Directive: Reproduce the lines word for word, starting at the line containing "output [[66, 248]]." and ending at the line containing "[[109, 99]]".

== Available data ==

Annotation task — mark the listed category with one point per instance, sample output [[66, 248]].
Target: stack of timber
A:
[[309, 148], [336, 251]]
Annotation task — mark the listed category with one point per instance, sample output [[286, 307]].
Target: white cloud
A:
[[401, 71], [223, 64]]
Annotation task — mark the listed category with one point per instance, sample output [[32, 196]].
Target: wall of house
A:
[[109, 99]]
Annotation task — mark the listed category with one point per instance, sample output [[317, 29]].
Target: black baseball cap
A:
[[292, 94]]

===
== Available data ==

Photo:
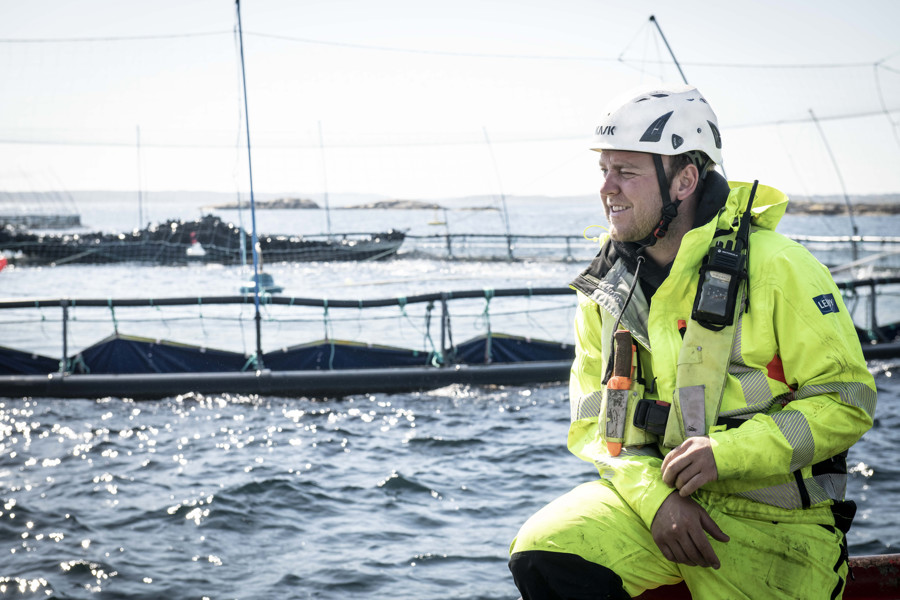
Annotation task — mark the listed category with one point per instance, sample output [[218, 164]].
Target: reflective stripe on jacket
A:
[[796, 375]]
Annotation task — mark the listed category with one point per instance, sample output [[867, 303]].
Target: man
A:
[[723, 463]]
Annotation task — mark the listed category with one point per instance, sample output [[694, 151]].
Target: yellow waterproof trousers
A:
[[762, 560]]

===

Completed task:
Annotation task — mark the listed category with one point per instance, sample output [[66, 248]].
Target: stack of timber
A:
[[309, 148], [336, 251]]
Annotation task — mark the listed category with one point per instance, sample output [[286, 307]].
Target: white cloud
A:
[[401, 71], [223, 64]]
Annotation task — mark the listed category with one point per instance, sample output [[32, 196]].
Target: wall of house
A:
[[109, 99]]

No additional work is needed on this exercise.